Beginning at the line that contains "[segment] green foliage outside" and ending at the last line of the entries, write out each line exactly; include nothing outside that span.

⁂

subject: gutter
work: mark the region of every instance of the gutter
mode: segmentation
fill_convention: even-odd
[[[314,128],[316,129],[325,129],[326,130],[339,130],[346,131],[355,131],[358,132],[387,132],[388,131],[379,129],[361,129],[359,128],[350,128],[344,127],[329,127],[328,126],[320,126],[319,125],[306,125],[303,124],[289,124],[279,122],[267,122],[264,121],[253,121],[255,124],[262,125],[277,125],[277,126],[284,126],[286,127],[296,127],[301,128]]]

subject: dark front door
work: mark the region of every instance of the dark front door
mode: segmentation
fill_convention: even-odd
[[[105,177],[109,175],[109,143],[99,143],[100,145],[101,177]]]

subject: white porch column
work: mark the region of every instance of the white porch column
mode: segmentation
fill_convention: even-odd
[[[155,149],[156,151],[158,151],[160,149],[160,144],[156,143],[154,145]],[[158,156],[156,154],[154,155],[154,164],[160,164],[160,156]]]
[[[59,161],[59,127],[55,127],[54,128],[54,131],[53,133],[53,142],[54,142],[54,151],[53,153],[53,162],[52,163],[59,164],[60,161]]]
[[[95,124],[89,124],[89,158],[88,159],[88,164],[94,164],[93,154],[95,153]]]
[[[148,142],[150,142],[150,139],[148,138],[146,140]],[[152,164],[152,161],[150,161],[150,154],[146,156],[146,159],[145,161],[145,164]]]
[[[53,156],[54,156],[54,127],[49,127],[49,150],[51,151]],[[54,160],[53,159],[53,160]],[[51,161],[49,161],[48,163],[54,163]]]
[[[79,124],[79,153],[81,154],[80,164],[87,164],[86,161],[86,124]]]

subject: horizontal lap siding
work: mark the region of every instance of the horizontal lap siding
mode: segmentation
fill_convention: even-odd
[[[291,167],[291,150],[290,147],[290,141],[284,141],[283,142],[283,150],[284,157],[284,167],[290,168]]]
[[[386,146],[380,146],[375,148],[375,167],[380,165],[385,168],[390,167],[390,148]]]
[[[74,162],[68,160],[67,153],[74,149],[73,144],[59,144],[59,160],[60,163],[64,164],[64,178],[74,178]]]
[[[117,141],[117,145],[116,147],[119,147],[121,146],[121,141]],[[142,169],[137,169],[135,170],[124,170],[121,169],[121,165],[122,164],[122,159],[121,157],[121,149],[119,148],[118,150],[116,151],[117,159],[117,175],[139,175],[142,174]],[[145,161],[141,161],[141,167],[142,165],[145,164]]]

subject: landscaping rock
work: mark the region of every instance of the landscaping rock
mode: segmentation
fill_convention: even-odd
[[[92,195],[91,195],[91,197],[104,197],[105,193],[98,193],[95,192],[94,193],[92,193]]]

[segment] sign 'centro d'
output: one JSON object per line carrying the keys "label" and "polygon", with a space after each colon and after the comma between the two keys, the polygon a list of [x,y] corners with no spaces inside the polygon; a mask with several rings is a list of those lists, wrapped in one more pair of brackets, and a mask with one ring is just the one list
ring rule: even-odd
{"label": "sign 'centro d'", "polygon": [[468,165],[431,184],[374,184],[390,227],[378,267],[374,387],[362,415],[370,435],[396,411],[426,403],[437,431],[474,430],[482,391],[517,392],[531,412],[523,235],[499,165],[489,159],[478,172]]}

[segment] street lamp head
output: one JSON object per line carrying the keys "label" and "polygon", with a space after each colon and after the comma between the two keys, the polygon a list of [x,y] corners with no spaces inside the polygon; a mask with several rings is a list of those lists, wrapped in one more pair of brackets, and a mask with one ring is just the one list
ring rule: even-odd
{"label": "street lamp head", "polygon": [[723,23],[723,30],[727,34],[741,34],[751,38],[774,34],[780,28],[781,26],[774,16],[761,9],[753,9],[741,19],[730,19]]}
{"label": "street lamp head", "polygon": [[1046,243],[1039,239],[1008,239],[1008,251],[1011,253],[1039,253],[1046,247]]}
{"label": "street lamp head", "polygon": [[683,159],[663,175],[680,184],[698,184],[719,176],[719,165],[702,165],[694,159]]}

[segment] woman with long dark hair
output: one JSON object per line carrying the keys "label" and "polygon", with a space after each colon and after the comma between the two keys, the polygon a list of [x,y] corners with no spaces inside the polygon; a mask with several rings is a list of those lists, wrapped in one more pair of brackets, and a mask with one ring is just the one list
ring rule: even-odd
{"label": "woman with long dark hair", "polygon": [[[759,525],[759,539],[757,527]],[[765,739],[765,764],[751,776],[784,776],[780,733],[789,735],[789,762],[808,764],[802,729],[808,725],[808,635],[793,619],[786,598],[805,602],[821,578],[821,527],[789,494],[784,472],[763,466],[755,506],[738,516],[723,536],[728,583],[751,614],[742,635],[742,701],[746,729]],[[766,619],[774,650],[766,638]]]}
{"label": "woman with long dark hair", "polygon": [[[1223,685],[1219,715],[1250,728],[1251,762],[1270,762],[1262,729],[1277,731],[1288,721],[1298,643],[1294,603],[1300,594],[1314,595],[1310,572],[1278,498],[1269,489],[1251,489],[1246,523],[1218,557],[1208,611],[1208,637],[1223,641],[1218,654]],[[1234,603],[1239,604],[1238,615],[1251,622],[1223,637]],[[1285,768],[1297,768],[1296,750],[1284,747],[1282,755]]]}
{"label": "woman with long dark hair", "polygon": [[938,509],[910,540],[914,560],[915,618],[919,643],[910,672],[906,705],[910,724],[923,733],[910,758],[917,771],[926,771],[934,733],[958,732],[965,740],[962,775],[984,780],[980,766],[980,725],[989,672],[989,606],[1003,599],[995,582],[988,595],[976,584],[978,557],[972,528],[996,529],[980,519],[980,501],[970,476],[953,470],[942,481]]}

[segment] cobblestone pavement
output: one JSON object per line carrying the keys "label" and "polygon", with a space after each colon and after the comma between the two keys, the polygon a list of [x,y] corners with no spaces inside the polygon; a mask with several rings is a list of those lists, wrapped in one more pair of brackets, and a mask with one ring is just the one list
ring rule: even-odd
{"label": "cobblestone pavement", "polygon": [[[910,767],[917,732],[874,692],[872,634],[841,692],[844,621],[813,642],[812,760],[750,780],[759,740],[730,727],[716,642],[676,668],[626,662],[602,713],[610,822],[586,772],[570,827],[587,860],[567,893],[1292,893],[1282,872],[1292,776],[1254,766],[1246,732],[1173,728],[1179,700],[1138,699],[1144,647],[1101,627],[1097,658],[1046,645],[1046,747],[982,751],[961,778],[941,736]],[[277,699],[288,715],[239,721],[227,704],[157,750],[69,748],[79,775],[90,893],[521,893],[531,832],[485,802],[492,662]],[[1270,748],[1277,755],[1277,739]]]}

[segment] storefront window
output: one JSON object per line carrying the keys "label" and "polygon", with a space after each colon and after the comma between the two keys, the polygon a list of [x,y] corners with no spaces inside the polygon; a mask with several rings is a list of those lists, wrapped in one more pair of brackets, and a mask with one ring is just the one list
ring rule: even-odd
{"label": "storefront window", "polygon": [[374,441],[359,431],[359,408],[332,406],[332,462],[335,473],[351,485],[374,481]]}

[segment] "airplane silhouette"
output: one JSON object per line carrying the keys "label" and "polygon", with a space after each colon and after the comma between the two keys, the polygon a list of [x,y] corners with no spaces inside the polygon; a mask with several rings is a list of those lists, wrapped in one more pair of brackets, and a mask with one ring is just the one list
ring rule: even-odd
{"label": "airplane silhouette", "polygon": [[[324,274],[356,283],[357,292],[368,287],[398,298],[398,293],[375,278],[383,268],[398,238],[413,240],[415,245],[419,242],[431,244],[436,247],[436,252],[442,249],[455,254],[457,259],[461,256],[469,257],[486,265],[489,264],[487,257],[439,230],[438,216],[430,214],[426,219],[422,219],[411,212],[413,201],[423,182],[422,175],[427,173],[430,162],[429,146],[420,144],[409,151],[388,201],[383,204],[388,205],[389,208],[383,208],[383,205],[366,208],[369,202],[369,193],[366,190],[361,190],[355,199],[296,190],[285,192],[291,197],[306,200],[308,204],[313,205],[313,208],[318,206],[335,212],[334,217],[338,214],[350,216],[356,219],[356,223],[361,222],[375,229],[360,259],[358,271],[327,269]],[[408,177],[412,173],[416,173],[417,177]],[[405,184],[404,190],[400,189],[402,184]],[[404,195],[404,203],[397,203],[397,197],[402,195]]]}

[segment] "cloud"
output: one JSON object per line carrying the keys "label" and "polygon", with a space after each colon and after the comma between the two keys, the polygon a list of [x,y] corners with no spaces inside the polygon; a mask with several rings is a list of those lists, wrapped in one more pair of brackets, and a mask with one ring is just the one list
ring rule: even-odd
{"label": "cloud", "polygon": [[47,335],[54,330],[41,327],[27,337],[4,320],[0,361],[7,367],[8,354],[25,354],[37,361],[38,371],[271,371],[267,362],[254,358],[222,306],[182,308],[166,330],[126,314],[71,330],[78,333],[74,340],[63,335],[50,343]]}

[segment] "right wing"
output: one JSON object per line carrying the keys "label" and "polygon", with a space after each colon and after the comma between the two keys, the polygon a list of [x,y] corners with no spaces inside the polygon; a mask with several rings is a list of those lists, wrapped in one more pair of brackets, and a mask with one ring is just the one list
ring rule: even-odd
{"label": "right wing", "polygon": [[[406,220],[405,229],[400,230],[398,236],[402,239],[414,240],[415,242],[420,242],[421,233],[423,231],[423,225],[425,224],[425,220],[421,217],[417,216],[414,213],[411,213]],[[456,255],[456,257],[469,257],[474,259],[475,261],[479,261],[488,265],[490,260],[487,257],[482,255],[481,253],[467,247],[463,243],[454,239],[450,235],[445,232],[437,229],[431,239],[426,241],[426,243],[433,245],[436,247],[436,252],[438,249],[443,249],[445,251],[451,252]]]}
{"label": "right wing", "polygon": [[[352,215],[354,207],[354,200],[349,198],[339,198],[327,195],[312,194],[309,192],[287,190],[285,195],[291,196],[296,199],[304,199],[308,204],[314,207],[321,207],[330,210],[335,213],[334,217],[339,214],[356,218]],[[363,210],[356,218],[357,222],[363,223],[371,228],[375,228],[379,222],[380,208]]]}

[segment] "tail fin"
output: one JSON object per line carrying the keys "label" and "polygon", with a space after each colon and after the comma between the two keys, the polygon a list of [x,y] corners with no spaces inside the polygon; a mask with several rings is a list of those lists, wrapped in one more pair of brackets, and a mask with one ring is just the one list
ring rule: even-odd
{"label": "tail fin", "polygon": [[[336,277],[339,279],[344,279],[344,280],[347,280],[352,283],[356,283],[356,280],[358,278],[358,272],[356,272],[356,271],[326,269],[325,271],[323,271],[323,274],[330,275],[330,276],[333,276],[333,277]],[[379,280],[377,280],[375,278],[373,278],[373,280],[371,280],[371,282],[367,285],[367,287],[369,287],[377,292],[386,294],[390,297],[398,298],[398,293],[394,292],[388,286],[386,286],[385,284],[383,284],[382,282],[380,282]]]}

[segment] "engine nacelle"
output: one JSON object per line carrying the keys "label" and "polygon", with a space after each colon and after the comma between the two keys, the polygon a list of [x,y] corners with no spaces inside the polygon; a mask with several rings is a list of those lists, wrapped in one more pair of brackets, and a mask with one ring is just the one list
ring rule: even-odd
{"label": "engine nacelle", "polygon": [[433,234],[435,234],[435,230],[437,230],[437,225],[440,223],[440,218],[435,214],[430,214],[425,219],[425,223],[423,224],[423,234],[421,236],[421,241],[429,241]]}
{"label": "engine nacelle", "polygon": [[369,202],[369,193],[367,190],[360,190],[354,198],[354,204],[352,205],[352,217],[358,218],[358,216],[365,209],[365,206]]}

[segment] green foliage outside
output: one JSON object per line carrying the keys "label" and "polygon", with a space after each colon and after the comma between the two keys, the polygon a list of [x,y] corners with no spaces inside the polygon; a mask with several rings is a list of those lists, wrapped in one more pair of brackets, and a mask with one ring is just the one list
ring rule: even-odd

⁂

#### [Worked solution]
[segment] green foliage outside
output: one JSON object per line carrying the keys "label" and "polygon", with a space after each colon and after the comma between the two keys, the polygon a list of [x,y] corners with no spaces inside the polygon; a mask with several rings is a list of those lists, wrapped in one more pair of brackets, and a mask with one ring is just the one list
ring rule: even-odd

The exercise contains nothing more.